## Records for this exercise

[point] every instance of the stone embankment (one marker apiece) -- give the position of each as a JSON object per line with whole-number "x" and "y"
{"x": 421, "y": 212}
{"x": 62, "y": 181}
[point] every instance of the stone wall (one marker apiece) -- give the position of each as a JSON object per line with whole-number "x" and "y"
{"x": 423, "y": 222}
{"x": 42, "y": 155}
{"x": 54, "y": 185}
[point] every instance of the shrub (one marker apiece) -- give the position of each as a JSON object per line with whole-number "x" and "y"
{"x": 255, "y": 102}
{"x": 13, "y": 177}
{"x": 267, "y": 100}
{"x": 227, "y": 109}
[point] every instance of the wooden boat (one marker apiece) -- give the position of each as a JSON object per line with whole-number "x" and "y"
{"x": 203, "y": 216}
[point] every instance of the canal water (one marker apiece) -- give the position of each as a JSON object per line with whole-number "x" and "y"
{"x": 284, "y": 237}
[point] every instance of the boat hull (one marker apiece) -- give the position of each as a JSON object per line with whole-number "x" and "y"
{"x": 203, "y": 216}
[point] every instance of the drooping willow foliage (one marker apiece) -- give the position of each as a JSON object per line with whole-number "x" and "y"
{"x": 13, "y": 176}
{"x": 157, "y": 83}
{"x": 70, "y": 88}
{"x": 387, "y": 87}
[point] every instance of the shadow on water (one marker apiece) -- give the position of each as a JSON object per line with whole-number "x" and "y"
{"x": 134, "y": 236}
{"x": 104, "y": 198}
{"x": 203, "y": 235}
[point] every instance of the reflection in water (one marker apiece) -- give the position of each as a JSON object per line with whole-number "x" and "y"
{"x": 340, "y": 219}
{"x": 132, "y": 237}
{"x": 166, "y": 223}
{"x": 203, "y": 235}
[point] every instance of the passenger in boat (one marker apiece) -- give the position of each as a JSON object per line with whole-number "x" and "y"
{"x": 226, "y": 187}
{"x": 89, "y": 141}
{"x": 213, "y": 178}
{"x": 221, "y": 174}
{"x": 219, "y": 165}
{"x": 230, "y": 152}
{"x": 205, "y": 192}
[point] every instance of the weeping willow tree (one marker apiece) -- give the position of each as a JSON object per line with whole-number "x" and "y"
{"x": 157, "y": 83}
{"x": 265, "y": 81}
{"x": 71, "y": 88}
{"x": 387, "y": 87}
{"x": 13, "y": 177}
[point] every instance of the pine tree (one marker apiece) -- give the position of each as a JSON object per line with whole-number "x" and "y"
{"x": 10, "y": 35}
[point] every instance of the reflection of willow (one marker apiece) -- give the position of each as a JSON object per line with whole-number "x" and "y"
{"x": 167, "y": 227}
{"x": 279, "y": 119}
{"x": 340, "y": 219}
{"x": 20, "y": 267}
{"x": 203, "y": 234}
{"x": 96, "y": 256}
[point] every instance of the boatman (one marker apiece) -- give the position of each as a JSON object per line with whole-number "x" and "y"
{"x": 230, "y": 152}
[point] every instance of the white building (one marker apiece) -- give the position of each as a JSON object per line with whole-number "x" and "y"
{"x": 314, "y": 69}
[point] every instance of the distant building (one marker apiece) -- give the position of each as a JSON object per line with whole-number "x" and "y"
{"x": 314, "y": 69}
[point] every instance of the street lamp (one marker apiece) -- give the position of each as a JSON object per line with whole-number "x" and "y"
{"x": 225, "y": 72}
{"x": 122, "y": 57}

## Objective
All of the entries must be written out exactly as they stand.

## Output of the exercise
[point] every instance of the stone embankment (one marker apiece) -- give the position of each as a JSON object per line with whole-number "x" and "y"
{"x": 421, "y": 212}
{"x": 62, "y": 181}
[point] every instance of the stone wall (one marker apiece) -- give the position of each as a JSON object per line with whole-number "x" and "y"
{"x": 423, "y": 222}
{"x": 42, "y": 155}
{"x": 54, "y": 185}
[point] every instance of the shrub (one marker apiece) -- give the position of each as a JSON object per line with whole-number "x" and "y"
{"x": 255, "y": 102}
{"x": 13, "y": 177}
{"x": 267, "y": 100}
{"x": 227, "y": 109}
[point] every instance of the wooden boat (one marker apiece) -- give the position of each as a JSON object per line with whole-number "x" and "y"
{"x": 203, "y": 216}
[point] every instance of the canal water (one marker apiece) -- give the position of each as a JSON object per line with whole-number "x" and "y"
{"x": 284, "y": 237}
[point] every instance of the boat hull (one marker apiece) -- give the position of each as a JSON object per line with whole-number "x" and "y"
{"x": 203, "y": 216}
[point] every instance of the drooping willow foliage (one marker apiece) -- give the position of each as a JSON object per line with whole-number "x" and "y"
{"x": 13, "y": 176}
{"x": 157, "y": 83}
{"x": 70, "y": 88}
{"x": 387, "y": 87}
[point] every instance of the shadow on water (one marker apiece) -- give the position of each as a JSON object per line with whole-number "x" and "y"
{"x": 134, "y": 236}
{"x": 104, "y": 198}
{"x": 203, "y": 235}
[point] every instance of the reflection in water (one marker apiece) -- give the position of each as a JSON object per line with whole-number "x" and "y"
{"x": 340, "y": 219}
{"x": 132, "y": 237}
{"x": 166, "y": 223}
{"x": 203, "y": 235}
[point] every instance of the passenger in boat (one marker apiece) -- give the position of each as a JSON object per line with whole-number "x" and "y"
{"x": 226, "y": 187}
{"x": 89, "y": 141}
{"x": 213, "y": 178}
{"x": 221, "y": 174}
{"x": 219, "y": 165}
{"x": 230, "y": 152}
{"x": 205, "y": 192}
[point] every instance of the weeping willow tree (one marker apiece) -- give the position of each as a JSON object per line with whole-number "x" and "y"
{"x": 157, "y": 83}
{"x": 265, "y": 81}
{"x": 71, "y": 88}
{"x": 387, "y": 87}
{"x": 13, "y": 177}
[point] every instance of the pine tree (one marker apiece) -- give the position of each as a JSON object per line with whole-number "x" and "y"
{"x": 10, "y": 35}
[point] every instance of the reflection of willow (one marker apiece) -- give the position of each as a JSON object per line with whole-number "x" and "y"
{"x": 167, "y": 227}
{"x": 279, "y": 119}
{"x": 340, "y": 219}
{"x": 20, "y": 267}
{"x": 203, "y": 234}
{"x": 96, "y": 256}
[point] every instance of the boatman (one marker apiece) -- give the position of each as a JSON object per line with whole-number "x" and "y"
{"x": 230, "y": 152}
[point] every instance of the white building (one marker apiece) -- give the position of each as a JSON object per line with whole-number "x" and "y"
{"x": 314, "y": 69}
[point] every instance of the distant building (one marker apiece) -- give the position of each as a JSON object per line with whole-number "x" and "y"
{"x": 314, "y": 69}
[point] every instance of the street lamp (one marker apiece) -- give the position of each as a JSON object per line with whole-number "x" and "y"
{"x": 225, "y": 72}
{"x": 122, "y": 57}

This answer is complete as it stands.